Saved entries
══════
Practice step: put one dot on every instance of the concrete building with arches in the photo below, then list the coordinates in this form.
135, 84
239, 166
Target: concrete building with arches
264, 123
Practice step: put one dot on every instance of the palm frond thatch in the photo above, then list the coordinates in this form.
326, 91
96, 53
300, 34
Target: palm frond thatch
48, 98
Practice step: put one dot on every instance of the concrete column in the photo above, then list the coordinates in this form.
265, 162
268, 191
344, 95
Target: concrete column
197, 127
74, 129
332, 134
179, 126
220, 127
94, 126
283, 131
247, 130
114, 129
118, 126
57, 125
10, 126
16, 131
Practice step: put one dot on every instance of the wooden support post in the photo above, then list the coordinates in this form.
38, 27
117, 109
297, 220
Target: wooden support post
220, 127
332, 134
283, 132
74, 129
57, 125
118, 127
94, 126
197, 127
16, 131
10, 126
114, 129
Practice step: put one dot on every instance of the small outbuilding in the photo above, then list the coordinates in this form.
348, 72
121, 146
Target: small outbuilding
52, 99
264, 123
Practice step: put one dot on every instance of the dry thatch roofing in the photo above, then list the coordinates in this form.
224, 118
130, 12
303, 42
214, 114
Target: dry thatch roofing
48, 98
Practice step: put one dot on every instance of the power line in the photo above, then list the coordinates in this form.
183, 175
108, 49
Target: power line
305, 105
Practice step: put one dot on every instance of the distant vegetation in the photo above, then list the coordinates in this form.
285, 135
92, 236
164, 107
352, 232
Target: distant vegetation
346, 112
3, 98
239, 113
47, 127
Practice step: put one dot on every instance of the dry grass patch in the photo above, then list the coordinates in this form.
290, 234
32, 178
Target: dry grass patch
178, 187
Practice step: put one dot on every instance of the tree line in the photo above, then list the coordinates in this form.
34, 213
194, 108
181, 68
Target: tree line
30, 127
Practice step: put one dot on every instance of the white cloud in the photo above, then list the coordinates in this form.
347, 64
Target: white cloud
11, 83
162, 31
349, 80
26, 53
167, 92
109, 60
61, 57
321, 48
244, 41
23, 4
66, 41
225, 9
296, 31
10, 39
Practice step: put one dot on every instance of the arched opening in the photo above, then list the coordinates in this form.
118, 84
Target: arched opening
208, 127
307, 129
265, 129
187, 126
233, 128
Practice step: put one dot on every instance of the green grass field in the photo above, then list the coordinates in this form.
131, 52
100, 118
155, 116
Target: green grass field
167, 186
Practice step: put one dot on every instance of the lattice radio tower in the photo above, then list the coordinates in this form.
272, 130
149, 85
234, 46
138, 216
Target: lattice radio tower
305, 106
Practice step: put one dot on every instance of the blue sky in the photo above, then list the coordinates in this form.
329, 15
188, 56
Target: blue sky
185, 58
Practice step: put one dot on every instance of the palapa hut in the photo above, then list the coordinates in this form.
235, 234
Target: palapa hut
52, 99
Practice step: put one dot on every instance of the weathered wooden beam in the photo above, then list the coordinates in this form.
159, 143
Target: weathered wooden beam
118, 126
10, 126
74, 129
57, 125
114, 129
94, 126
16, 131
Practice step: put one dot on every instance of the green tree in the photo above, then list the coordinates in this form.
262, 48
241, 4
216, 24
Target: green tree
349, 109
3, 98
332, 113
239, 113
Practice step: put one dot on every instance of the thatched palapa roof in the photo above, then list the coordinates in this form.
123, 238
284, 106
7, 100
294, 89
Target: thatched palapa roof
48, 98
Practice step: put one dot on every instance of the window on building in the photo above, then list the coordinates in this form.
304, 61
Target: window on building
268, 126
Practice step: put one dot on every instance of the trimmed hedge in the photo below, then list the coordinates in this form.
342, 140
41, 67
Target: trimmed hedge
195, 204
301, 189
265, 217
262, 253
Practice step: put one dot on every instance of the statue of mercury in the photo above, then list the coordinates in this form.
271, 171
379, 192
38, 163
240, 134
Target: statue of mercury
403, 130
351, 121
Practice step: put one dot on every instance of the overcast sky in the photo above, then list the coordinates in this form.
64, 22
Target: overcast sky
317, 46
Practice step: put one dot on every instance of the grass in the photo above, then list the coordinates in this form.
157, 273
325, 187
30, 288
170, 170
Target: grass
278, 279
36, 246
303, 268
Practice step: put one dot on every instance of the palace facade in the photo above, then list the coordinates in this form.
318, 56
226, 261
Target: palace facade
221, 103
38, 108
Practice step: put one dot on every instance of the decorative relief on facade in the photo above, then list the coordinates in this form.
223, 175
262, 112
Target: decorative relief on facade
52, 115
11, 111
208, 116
══════
▶ [EXERCISE GOAL]
Repeat exactly, and only, the lines from the line with "Practice step: put one dot on every instance of the weathered" through the end of the listing above, both ends included.

▶ [WRITTEN RESPONSE]
Practice step: put one dot on every instance of the weathered wooden beam in the photo above, then list the coordinates in this form.
159, 143
Target: weathered wooden beam
118, 126
10, 126
74, 129
57, 125
114, 129
94, 126
16, 131
Practice step: put one dot on every instance of the green tree in the photo above, then list the coordinates in this form.
262, 48
241, 4
216, 24
Target: green tree
349, 109
3, 98
332, 113
239, 113
Practice step: put one dot on every instance of the thatched palapa roof in the photo above, then list the coordinates in this form.
123, 238
284, 106
7, 100
294, 89
Target: thatched palapa roof
48, 98
Practice step: put one dot on every instance of the window on building in the photo above, then list the coordinates in this form.
304, 61
Target: window on building
268, 126
Practice step: put one dot on every instance of the trimmed hedge in the photo below, then list the coordinates in this form.
342, 140
41, 67
Target: trimmed hedge
195, 204
301, 189
265, 217
262, 253
Practice step: put one dot on every instance of the statue of mercury in the photo above, then list the coordinates in this form.
271, 171
379, 192
38, 163
240, 134
Target: statue of mercury
403, 130
351, 121
Practice step: put one dot on every instance of the overcast sky in the photo above, then list the coordinates in this form.
64, 22
Target: overcast sky
317, 46
Practice step: put one dot on every instance of the grass in the photo above, then list the coordinates in this form.
157, 273
325, 187
30, 288
170, 170
Target: grass
278, 279
36, 246
303, 268
Practice step: put one dot on every instance of the palace facade in the photo above, then list the coordinates in this form.
318, 56
226, 261
Target: palace facade
221, 103
38, 108
Practice step: put one dot on every instance of the decorative relief on facade in the photo above, then list the coordinates in this form.
223, 175
262, 112
Target: decorative relief on facade
52, 115
11, 111
208, 116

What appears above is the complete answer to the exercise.